'''
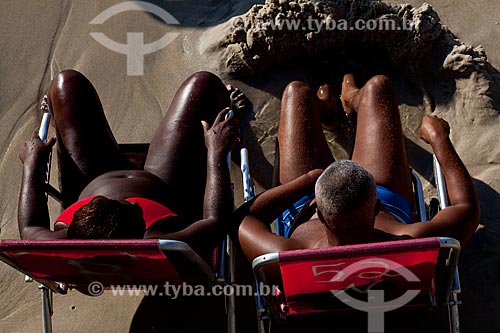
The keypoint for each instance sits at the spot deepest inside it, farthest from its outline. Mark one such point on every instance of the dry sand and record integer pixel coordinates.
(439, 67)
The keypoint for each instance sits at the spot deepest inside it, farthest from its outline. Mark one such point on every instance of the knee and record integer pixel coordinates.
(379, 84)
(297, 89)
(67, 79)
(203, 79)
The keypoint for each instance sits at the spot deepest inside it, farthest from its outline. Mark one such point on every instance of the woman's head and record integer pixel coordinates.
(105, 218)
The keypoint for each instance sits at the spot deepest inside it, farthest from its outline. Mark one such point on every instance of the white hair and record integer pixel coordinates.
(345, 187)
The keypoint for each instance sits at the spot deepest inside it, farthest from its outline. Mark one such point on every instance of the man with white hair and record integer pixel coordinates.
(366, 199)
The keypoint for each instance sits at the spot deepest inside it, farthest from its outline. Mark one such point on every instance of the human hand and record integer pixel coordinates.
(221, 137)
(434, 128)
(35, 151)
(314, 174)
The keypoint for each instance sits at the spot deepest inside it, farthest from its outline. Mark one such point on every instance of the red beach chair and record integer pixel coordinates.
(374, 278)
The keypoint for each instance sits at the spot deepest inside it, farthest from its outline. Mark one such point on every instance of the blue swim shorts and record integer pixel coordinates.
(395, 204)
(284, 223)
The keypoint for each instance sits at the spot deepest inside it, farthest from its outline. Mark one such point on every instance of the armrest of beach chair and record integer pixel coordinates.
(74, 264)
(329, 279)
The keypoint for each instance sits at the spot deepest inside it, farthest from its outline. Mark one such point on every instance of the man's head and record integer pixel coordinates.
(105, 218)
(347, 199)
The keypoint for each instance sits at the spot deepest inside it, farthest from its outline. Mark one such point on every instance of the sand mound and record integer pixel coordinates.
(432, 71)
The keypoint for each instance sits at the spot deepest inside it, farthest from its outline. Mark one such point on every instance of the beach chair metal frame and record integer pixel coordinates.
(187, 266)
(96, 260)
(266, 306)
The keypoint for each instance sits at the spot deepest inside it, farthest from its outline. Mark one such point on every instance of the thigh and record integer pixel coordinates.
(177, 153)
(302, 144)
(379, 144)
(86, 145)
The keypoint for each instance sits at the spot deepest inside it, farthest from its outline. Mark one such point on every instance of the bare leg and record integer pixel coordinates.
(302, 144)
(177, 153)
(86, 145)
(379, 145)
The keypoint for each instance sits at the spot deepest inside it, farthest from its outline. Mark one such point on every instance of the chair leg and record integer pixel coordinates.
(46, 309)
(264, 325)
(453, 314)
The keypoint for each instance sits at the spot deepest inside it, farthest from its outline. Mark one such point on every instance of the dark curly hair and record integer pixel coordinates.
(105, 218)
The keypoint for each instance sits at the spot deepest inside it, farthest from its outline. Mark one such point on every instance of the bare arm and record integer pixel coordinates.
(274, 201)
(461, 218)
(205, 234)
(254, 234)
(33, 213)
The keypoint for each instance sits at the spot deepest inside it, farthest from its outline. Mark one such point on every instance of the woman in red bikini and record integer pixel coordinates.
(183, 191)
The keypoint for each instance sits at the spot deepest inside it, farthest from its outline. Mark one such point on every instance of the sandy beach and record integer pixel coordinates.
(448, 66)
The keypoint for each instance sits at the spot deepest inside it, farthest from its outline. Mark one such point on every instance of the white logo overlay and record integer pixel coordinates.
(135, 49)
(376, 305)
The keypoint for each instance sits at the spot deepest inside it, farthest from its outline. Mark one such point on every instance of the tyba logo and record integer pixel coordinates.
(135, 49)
'''
[Request]
Can you pull out the lines starting with the one that contains "logo and record integer pixel coordinates." and running through the last line above, copying them word for word?

[Exercise output]
The keypoint for each instance sits at the spot deepest inside it, farthest from its outline. Mark one such point on every instance of the tyba logo and record integer pixel coordinates.
(135, 49)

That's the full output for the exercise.